(Excerpts from point annotation records)
+ + + + + + +

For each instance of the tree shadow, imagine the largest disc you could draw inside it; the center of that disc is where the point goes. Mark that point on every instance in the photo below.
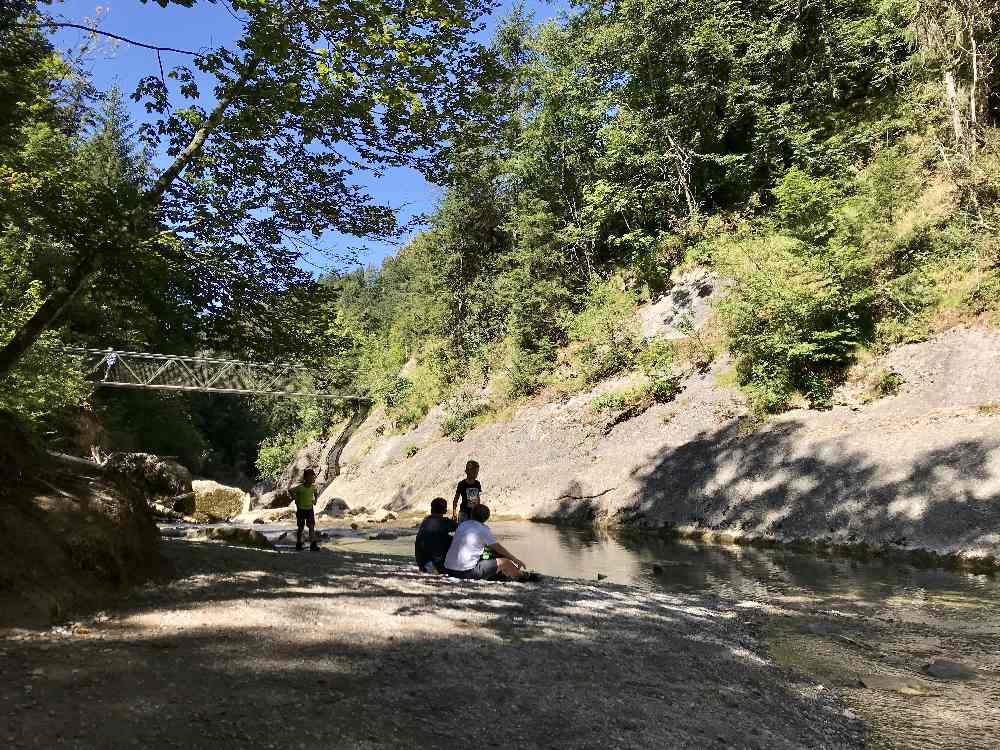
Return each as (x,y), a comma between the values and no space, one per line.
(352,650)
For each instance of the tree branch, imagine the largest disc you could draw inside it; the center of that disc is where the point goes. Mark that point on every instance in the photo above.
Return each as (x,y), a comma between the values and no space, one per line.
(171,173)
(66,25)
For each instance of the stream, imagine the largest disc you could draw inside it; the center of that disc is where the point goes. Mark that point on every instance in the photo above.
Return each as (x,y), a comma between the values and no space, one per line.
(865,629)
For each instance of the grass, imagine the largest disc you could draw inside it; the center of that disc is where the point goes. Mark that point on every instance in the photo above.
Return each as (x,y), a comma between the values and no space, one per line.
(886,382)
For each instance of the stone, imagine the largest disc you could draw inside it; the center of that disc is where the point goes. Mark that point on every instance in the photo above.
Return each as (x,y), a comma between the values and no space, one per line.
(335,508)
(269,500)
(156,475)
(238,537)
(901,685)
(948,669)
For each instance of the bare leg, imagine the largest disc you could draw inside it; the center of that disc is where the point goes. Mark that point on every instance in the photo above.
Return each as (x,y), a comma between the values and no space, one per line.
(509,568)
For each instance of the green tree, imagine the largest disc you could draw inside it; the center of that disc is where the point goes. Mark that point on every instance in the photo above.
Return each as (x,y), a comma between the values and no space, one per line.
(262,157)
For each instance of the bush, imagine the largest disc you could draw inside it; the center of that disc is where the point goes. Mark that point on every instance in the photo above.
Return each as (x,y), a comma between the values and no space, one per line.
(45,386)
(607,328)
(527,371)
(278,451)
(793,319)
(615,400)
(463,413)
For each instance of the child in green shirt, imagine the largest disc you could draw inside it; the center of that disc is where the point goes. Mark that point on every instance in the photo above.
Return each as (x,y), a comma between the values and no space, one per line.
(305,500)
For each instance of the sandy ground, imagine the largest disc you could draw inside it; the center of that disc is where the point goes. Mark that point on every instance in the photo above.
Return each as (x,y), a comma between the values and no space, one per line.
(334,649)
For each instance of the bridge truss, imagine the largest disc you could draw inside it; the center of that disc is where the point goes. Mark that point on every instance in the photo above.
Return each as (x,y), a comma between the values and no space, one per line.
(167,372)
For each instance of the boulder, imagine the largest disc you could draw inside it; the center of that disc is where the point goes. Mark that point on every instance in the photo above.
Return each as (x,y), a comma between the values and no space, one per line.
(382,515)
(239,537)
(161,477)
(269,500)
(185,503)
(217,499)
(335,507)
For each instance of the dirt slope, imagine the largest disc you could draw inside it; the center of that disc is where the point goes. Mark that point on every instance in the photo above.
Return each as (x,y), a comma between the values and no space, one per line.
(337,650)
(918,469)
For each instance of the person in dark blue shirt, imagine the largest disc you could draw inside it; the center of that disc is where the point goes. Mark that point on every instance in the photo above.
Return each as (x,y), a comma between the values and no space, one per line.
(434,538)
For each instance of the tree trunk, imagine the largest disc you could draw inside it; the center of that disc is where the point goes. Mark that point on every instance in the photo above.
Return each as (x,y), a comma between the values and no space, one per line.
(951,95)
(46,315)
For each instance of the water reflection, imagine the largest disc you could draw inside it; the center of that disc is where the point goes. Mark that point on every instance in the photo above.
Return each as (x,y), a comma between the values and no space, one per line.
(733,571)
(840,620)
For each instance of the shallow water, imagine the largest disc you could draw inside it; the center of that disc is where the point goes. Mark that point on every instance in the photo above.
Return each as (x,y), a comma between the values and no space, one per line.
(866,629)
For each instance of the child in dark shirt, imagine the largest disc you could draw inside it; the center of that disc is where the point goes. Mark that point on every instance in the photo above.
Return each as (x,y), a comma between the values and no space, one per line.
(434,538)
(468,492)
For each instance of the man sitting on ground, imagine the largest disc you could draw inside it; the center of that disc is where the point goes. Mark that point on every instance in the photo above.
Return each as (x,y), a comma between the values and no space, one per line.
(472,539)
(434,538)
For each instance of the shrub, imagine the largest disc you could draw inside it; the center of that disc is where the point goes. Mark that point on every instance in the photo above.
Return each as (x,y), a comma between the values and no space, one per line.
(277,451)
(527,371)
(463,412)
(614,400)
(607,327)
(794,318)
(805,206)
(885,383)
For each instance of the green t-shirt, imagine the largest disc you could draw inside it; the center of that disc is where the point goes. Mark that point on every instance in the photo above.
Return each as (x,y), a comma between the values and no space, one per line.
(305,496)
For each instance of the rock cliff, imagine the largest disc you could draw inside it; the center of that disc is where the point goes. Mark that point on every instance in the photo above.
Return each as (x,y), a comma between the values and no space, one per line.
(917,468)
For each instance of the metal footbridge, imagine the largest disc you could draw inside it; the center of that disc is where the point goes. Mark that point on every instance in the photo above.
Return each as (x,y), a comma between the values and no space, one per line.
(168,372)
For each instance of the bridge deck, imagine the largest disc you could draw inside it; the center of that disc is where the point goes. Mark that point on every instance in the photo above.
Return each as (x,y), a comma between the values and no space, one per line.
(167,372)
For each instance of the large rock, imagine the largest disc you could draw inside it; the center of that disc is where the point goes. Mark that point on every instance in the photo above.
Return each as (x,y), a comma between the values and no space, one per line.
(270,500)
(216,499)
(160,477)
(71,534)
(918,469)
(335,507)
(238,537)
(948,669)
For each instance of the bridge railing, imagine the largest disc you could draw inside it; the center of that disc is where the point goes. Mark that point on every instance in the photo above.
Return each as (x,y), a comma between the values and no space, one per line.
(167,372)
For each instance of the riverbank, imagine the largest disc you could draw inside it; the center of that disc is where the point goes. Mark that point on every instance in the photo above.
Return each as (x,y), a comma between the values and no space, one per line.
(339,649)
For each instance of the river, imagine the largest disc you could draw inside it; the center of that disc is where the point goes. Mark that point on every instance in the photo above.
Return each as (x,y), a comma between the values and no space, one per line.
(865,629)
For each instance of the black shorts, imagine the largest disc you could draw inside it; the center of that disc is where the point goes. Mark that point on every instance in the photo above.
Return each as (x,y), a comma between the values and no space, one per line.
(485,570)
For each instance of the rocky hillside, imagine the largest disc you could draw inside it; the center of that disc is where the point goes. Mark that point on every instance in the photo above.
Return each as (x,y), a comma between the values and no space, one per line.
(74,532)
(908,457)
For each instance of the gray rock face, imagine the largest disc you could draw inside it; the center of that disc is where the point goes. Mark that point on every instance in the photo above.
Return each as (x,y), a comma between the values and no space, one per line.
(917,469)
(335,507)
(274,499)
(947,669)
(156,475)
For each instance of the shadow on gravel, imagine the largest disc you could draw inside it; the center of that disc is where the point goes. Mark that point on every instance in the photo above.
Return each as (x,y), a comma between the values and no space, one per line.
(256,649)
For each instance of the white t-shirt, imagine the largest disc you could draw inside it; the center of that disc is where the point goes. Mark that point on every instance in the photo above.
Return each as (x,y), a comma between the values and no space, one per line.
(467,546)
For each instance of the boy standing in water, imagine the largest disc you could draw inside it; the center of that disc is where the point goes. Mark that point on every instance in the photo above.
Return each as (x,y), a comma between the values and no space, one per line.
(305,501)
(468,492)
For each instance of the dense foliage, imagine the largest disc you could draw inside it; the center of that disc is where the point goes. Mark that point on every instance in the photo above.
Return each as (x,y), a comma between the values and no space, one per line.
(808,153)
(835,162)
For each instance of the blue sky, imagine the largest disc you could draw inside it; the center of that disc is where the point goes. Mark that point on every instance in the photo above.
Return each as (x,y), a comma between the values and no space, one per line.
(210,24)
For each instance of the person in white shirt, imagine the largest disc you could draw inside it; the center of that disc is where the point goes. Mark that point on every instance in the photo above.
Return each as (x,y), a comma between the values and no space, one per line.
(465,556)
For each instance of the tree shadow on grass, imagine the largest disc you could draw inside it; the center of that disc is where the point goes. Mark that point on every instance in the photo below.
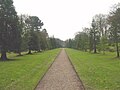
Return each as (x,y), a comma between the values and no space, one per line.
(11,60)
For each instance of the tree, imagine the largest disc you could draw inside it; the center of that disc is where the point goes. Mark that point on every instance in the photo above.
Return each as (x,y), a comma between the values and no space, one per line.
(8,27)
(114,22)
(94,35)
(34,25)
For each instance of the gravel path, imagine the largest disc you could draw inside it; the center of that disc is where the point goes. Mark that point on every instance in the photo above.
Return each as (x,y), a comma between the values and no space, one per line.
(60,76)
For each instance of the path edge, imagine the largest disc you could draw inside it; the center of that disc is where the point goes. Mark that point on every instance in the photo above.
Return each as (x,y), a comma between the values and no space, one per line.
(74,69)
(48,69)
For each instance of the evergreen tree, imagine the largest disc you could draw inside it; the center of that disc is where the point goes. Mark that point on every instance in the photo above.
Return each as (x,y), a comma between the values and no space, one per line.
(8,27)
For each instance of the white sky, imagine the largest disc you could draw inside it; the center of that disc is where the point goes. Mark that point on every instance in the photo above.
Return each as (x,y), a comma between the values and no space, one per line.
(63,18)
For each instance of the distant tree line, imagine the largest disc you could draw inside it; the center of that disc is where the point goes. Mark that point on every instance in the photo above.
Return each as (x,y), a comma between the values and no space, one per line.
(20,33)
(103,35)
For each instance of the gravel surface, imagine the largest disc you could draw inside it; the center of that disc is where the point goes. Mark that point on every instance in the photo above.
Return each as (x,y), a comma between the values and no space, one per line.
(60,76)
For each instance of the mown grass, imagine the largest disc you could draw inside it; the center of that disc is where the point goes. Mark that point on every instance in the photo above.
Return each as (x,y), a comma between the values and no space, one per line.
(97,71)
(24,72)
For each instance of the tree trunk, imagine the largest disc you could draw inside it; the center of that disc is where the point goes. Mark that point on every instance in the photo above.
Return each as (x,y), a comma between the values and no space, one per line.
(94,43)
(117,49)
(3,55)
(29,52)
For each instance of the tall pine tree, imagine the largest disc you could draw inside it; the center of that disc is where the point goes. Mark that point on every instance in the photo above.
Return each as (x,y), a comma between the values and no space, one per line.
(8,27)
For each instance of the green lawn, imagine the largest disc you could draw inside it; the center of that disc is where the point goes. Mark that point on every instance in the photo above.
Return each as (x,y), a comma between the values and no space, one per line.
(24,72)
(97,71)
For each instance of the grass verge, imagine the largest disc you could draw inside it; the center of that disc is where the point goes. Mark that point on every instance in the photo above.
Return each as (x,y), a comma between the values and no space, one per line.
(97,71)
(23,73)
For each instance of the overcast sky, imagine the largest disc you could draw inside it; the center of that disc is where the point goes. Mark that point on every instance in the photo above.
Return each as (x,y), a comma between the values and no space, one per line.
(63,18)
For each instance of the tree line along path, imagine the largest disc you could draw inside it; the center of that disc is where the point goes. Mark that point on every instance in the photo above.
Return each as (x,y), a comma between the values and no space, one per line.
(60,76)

+ + + + + + +

Copy the records starting at the line that contains "For each instance of the overcast" and ending at the last line of the records, with both ends included, and offset every coordinate in the answers by adding 46 to it.

> [EXPECTED ANSWER]
For each instance of the overcast sky, imagine the largest disc you could draw inside it; the center of that disc is where the point goes. Mark that point on every instance in the photo above.
Return each as (x,y), a comma between the values and no space, one per line.
(109,64)
For each instance of the tree line along path, imagine the largest disc you could draw inside it; the center of that disc is where the point goes. Mark that point on every instance in the photo above.
Return each as (x,y), a comma between the values and no space, one per line.
(106,122)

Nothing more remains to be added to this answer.